[Dataset excerpts on object pointing]
· · · · ·

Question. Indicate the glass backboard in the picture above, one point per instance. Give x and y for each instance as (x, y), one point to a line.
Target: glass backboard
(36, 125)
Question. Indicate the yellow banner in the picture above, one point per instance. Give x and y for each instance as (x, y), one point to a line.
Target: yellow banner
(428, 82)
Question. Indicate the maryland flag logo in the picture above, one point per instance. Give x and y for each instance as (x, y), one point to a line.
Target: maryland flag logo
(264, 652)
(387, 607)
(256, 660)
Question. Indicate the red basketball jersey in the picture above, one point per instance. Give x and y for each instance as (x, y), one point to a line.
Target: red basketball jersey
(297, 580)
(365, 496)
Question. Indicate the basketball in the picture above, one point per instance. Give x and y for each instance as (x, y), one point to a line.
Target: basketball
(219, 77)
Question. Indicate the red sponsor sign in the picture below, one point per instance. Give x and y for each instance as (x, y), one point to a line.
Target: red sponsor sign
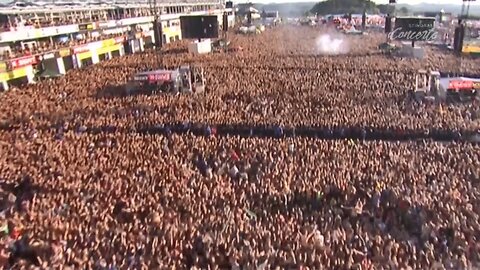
(23, 62)
(119, 40)
(159, 77)
(80, 49)
(460, 85)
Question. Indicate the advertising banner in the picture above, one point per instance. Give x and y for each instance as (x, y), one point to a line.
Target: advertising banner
(84, 55)
(64, 52)
(30, 32)
(108, 49)
(14, 74)
(414, 29)
(23, 62)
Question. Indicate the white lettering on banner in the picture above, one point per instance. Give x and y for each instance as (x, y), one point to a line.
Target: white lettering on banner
(140, 78)
(22, 62)
(425, 35)
(48, 56)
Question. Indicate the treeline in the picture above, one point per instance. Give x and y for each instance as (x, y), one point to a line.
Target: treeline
(350, 6)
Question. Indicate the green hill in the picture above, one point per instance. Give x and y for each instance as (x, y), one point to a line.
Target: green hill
(349, 6)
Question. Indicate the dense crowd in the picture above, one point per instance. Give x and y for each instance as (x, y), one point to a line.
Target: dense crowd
(129, 200)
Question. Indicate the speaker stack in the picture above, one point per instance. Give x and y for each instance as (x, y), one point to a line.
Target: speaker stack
(225, 22)
(458, 38)
(158, 34)
(388, 24)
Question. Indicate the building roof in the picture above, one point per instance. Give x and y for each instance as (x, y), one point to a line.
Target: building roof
(66, 6)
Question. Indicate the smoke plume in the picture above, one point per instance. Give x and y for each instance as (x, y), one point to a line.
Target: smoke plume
(328, 44)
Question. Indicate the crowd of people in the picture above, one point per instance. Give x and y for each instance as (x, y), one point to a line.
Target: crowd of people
(84, 188)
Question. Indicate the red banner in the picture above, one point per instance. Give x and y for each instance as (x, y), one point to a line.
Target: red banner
(463, 85)
(80, 49)
(119, 40)
(23, 62)
(159, 77)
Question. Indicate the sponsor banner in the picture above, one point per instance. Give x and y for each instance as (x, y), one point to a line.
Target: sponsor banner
(414, 29)
(119, 40)
(48, 56)
(172, 31)
(13, 74)
(23, 62)
(108, 49)
(86, 26)
(137, 20)
(22, 33)
(80, 49)
(84, 55)
(159, 77)
(109, 24)
(463, 85)
(112, 41)
(64, 52)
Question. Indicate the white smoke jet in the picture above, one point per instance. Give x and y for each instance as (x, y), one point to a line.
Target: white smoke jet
(329, 45)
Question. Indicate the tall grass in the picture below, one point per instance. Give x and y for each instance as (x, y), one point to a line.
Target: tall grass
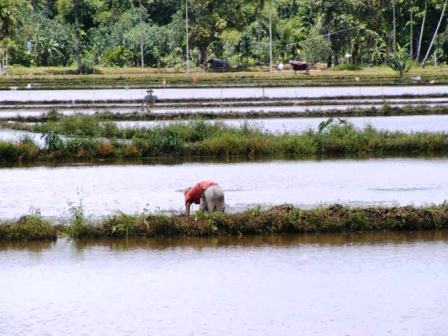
(284, 219)
(199, 138)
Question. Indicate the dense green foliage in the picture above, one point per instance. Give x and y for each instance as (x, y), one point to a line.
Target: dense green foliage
(152, 33)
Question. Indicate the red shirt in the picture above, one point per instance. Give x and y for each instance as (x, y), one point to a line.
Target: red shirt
(194, 194)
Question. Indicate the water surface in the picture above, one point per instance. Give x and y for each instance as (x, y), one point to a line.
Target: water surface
(222, 93)
(405, 124)
(318, 285)
(133, 188)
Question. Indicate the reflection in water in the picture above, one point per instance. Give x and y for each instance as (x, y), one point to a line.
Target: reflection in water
(373, 284)
(369, 238)
(224, 93)
(405, 124)
(133, 188)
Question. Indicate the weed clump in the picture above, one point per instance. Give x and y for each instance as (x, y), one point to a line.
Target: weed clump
(79, 226)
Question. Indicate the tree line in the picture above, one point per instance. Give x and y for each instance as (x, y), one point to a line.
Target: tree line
(153, 32)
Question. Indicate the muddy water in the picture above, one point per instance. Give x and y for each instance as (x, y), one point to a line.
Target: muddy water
(407, 124)
(320, 285)
(225, 93)
(14, 136)
(133, 188)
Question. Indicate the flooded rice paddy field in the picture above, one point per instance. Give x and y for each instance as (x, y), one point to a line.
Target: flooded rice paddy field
(222, 93)
(405, 124)
(6, 114)
(320, 285)
(134, 188)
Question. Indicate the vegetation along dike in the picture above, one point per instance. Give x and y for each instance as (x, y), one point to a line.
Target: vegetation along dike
(256, 221)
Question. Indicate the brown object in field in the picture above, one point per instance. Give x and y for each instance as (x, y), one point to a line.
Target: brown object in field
(300, 66)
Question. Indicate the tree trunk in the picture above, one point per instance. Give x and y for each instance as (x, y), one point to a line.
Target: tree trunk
(142, 54)
(77, 46)
(417, 58)
(435, 33)
(202, 55)
(394, 27)
(411, 38)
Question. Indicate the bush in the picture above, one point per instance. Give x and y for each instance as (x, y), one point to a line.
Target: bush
(118, 56)
(79, 226)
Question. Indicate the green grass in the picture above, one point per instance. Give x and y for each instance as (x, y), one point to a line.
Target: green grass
(217, 140)
(57, 78)
(278, 220)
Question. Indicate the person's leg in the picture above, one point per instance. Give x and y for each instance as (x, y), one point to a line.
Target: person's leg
(209, 198)
(203, 205)
(215, 198)
(219, 199)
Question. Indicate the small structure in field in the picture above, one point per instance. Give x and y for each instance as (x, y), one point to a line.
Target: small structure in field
(300, 66)
(150, 97)
(218, 65)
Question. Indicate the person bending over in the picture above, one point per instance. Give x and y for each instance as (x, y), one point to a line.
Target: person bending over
(206, 193)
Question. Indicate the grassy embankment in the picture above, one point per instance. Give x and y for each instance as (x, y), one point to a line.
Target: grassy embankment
(210, 140)
(65, 78)
(279, 220)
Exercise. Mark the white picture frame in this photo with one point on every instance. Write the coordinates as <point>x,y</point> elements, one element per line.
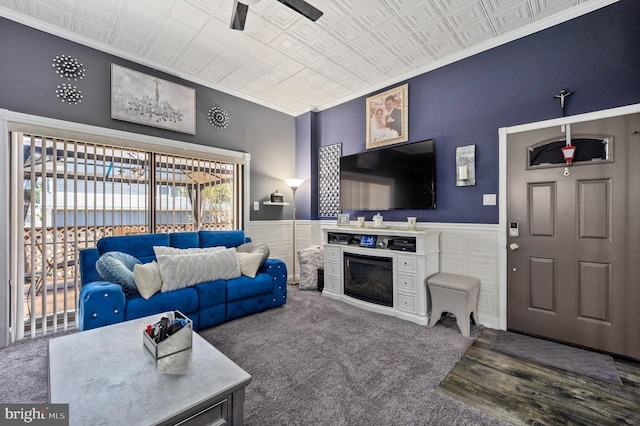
<point>343,220</point>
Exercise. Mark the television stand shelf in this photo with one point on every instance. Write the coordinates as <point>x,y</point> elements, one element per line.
<point>410,268</point>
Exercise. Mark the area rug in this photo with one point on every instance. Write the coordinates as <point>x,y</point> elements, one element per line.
<point>592,364</point>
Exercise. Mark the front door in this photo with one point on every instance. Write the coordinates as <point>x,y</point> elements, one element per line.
<point>573,238</point>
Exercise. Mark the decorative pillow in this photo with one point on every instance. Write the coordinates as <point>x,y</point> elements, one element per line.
<point>255,247</point>
<point>249,263</point>
<point>172,251</point>
<point>180,271</point>
<point>147,278</point>
<point>310,259</point>
<point>117,267</point>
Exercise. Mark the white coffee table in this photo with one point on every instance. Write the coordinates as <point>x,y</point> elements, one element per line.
<point>108,377</point>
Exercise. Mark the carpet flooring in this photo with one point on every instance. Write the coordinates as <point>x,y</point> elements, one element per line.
<point>592,364</point>
<point>317,361</point>
<point>522,392</point>
<point>313,361</point>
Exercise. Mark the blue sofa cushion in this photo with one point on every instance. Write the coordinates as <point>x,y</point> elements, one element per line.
<point>117,267</point>
<point>245,287</point>
<point>140,246</point>
<point>255,247</point>
<point>184,300</point>
<point>221,238</point>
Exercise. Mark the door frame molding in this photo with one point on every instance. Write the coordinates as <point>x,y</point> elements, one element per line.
<point>503,133</point>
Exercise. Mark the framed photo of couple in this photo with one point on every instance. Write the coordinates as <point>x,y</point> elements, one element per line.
<point>387,117</point>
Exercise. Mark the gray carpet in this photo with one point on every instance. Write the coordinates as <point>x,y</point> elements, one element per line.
<point>314,361</point>
<point>551,354</point>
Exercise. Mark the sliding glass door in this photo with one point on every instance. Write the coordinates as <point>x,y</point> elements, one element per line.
<point>67,194</point>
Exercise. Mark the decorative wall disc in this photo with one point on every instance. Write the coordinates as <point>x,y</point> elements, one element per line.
<point>218,117</point>
<point>69,93</point>
<point>68,67</point>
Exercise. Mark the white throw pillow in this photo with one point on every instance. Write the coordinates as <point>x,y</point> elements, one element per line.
<point>180,271</point>
<point>172,251</point>
<point>249,263</point>
<point>147,278</point>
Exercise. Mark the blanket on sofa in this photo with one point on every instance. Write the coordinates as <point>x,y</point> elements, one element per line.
<point>184,270</point>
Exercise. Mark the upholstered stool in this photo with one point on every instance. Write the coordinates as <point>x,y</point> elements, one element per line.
<point>456,294</point>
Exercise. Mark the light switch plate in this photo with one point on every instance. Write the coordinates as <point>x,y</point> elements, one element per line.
<point>488,199</point>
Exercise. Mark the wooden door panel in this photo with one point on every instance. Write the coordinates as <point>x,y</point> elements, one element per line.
<point>594,291</point>
<point>542,208</point>
<point>573,271</point>
<point>542,284</point>
<point>594,209</point>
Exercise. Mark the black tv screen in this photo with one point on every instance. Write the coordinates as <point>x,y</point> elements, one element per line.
<point>396,177</point>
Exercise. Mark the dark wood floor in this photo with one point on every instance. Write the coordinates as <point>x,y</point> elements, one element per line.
<point>524,393</point>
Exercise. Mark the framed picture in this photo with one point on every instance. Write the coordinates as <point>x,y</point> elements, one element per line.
<point>343,220</point>
<point>144,99</point>
<point>387,117</point>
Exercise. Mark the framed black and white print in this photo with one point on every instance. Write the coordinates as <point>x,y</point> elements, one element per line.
<point>145,99</point>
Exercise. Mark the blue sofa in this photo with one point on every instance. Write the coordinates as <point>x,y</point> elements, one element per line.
<point>103,303</point>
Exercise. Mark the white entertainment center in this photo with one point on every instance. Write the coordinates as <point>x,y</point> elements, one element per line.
<point>414,257</point>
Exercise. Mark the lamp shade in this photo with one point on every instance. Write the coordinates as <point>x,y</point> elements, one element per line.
<point>294,183</point>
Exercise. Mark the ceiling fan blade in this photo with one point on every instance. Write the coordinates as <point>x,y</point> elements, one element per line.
<point>238,15</point>
<point>303,8</point>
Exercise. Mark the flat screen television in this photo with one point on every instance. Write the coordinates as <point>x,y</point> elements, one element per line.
<point>390,178</point>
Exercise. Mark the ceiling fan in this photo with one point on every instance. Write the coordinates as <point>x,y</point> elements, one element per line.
<point>240,9</point>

· · · · ·

▸ **YOUR OBJECTIVE**:
Give back, exactly as written, the lines from the one with "Exercise. Mark the wooden" to the last line.

▸ **REPLY TO THE EXERCISE**:
Exercise. Mark the wooden door panel in this photo with one point on every instance. Write the coordinates as <point>x,y</point> elements, one element per line.
<point>594,291</point>
<point>542,208</point>
<point>573,271</point>
<point>542,284</point>
<point>594,209</point>
Exercise. Mark the black tv screen in this photo with one point on every instance. Write the coordinates as <point>x,y</point> elements, one element per line.
<point>396,177</point>
Exercise. Mark the dark wood floor in this photo with one point on every instance. Write the coordinates as <point>x,y</point> elements, one element per line.
<point>524,393</point>
Exercise. Mark the framed picture in this photo with one point on every instance. Write the coordinates as <point>x,y</point> elements, one element per line.
<point>343,220</point>
<point>144,99</point>
<point>387,117</point>
Exercise. Mark the framed black and white print in this photo with one point on every instance. Write the coordinates as <point>x,y</point> elements, one element per line.
<point>145,99</point>
Exercise. Mark the blue sofa in this photo with one point on every instance. Write the coordinates as <point>x,y</point> elements, one element per line.
<point>103,303</point>
Exercise. Mark the white entertainment center in this photo with one point on every instance. Write the coordinates as <point>x,y</point> elements, one element per line.
<point>414,257</point>
Exercise. Mark the lamp shade in this photo with one point on every instance. Write the coordinates as <point>x,y</point> elements, one element per line.
<point>294,183</point>
Exercise. Mark the ceiling fan blade in this photo with one point on every instance. Write the coordinates as <point>x,y</point> elements, one element per line.
<point>238,15</point>
<point>303,8</point>
Exercise. Mark the flat screen television in this photo with one point on every instance. Write the coordinates as <point>x,y</point> elements, one element per line.
<point>390,178</point>
Exercise. Mark the ceiling fan in this photo with one point on every instance. Write the coordinates as <point>x,y</point> elements, one element per line.
<point>240,9</point>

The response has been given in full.